__AIM__
From the line containing "Where can the sand" to the end of the listing, write out every line exactly; leave out everything else.

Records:
####

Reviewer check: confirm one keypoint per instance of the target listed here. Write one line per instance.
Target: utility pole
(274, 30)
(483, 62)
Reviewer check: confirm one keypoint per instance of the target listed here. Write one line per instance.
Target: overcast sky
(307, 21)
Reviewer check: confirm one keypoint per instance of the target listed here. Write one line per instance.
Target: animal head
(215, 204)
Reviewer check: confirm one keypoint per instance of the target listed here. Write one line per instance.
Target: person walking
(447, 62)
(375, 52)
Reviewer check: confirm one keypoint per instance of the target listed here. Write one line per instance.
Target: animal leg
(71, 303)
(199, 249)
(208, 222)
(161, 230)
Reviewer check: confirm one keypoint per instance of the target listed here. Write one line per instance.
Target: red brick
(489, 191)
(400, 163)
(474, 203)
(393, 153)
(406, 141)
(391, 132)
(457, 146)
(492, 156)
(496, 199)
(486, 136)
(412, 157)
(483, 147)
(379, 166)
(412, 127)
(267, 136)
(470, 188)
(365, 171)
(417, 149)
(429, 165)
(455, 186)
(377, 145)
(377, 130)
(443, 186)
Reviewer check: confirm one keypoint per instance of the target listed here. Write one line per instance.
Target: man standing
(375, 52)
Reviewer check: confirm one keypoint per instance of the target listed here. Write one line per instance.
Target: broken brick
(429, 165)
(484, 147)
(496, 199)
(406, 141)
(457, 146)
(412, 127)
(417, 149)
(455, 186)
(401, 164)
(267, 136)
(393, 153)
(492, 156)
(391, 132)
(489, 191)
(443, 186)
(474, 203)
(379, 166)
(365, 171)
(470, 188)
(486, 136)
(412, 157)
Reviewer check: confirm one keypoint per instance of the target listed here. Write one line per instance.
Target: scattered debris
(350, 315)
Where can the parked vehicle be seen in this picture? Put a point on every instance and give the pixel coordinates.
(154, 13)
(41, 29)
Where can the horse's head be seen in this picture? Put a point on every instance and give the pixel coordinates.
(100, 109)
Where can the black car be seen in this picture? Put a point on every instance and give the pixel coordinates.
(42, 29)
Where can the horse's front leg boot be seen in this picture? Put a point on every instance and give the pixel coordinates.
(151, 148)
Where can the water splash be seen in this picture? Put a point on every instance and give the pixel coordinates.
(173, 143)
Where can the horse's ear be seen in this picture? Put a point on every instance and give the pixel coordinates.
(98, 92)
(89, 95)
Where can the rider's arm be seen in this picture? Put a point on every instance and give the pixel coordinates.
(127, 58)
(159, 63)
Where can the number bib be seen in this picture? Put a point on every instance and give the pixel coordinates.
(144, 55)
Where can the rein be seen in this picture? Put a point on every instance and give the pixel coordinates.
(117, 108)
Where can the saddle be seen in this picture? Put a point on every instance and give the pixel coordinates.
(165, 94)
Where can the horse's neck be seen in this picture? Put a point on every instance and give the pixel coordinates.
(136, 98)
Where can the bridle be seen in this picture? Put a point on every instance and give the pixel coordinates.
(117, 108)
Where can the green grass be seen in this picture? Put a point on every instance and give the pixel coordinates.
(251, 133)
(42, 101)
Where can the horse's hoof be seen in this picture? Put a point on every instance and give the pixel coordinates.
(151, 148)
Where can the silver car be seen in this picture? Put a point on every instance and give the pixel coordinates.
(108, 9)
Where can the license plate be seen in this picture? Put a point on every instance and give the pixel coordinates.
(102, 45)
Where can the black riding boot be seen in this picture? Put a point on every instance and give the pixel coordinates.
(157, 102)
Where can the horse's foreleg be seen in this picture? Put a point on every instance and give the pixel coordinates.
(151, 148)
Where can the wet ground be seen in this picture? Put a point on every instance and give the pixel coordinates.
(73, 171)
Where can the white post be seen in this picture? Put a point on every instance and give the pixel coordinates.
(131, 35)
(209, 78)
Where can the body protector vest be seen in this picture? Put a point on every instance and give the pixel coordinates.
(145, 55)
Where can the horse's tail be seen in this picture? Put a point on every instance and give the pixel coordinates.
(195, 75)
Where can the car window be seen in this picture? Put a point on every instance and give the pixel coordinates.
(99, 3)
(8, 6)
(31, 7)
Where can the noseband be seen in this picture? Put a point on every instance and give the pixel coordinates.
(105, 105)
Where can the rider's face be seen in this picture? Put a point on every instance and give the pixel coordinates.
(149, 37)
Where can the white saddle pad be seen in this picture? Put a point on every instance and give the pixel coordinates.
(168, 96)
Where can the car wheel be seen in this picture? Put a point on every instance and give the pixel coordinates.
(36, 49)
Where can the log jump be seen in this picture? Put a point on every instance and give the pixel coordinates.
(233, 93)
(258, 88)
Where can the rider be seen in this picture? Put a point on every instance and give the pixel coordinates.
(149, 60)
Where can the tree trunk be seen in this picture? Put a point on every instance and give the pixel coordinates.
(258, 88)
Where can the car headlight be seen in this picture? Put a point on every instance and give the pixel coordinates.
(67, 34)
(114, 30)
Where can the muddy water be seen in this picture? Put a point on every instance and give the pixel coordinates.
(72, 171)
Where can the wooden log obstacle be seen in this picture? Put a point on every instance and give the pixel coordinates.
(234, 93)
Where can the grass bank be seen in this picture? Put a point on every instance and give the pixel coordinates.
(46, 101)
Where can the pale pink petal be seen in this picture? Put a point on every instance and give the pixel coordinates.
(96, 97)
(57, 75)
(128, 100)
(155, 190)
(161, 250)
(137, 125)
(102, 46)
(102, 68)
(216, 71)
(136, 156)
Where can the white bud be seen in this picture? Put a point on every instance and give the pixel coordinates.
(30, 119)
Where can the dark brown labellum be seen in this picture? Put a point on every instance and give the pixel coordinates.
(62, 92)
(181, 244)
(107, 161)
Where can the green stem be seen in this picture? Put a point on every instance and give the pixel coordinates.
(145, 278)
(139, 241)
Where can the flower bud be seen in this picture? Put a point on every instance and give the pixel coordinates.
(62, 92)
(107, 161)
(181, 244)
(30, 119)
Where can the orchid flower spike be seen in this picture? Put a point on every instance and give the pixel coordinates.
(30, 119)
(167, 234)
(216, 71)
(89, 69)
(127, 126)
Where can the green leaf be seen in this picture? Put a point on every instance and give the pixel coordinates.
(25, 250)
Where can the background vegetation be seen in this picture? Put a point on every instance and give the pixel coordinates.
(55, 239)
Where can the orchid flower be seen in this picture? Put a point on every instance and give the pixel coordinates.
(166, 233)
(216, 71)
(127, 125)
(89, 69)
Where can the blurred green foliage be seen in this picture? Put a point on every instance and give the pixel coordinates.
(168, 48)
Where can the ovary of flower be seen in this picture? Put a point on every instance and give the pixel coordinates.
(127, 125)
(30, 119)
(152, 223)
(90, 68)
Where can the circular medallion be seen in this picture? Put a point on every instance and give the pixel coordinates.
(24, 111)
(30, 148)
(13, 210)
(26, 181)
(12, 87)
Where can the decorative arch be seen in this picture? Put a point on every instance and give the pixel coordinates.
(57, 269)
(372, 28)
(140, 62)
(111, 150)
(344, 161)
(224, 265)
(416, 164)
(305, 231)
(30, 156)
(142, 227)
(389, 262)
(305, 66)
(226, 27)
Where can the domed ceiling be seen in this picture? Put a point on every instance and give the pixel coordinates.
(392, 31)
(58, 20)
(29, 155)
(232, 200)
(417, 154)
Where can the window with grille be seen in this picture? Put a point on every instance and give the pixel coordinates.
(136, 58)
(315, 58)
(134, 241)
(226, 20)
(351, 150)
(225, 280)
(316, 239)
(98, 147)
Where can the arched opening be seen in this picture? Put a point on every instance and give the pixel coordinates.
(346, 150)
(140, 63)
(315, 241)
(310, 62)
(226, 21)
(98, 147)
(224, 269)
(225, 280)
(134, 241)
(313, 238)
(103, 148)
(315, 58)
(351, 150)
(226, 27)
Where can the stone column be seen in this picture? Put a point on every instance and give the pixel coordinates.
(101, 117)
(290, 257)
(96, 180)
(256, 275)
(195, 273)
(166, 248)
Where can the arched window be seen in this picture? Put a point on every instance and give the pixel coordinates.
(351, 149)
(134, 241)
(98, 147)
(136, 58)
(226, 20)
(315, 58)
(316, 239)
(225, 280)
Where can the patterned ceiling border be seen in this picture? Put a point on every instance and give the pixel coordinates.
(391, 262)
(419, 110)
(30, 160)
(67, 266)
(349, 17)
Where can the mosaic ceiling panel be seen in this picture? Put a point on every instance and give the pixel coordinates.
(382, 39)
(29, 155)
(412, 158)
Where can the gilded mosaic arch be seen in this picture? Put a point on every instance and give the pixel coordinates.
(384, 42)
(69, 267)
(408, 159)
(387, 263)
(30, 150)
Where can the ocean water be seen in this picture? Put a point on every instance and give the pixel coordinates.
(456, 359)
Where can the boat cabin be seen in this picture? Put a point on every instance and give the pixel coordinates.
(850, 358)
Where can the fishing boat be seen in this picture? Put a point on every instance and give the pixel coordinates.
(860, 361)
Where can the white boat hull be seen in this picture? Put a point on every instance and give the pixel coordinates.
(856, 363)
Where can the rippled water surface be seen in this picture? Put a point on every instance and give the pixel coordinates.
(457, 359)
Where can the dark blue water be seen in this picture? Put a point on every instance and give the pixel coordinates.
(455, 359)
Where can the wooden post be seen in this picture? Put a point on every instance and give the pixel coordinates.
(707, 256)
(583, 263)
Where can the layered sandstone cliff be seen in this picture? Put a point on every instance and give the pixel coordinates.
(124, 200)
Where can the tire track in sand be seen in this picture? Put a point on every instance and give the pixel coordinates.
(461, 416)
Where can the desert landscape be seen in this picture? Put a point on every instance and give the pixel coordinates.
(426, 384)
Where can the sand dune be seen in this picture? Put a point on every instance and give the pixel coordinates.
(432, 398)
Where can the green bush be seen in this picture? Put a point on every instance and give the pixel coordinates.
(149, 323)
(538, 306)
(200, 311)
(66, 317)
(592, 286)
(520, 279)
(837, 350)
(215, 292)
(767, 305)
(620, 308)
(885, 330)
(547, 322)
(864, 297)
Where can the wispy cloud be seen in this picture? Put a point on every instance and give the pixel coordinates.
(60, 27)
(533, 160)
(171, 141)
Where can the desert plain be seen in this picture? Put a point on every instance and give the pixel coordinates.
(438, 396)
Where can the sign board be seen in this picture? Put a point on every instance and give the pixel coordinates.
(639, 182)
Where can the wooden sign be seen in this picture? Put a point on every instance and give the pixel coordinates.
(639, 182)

####

__SOLUTION TO THIS PROBLEM__
Where can the sand dune be seen in this picture? Put a point on every instance and give the pixel coordinates.
(432, 398)
Where can the green bush be seen in this picture? Put a point on every instance and give the pixel coordinates.
(149, 323)
(538, 306)
(200, 311)
(66, 317)
(592, 286)
(520, 279)
(837, 350)
(215, 292)
(767, 305)
(620, 308)
(885, 330)
(547, 322)
(864, 297)
Where can the wispy cloud be seen in this picture? Put a point on every instance and give the pixel coordinates.
(60, 27)
(533, 160)
(171, 141)
Where can the desert plain be seen in this picture? Put a point on every instance and give the pixel coordinates.
(438, 396)
Where can the sign board be seen in this picture? Put a point on every instance and give the pixel coordinates.
(639, 182)
Where can the wooden sign be seen in this picture? Put a point on every instance and give the pixel coordinates.
(639, 182)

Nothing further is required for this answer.